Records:
::::::::::

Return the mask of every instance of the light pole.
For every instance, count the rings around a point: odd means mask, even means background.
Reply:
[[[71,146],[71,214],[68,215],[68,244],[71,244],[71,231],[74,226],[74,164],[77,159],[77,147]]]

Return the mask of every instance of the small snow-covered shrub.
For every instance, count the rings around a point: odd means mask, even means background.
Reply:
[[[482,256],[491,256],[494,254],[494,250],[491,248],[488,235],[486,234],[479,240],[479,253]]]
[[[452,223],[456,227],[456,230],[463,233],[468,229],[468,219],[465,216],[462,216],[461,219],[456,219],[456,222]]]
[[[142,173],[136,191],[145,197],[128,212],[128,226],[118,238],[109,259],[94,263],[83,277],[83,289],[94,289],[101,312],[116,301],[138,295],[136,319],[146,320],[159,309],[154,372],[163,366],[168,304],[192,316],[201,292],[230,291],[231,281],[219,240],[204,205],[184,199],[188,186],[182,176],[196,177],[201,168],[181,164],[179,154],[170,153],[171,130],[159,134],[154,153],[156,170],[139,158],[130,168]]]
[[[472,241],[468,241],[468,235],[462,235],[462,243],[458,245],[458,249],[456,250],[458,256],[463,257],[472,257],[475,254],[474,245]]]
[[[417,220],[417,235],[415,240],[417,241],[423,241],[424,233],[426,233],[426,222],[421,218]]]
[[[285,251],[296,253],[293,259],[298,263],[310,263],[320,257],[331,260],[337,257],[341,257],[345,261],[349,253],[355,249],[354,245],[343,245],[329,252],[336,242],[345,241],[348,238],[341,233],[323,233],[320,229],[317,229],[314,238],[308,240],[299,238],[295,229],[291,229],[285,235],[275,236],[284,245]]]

::::::::::

## YOUR INSTRUCTIONS
Locate all lines in the listing above that contain the word "every" and copy each one.

## RESPONSE TO THIS EXERCISE
Return the mask of every instance of the light pole.
For every instance, count the rings around a point: odd means mask, even means background.
Return the mask of every instance of the small snow-covered shrub.
For every instance, count the rings around a point: odd means mask, even means background.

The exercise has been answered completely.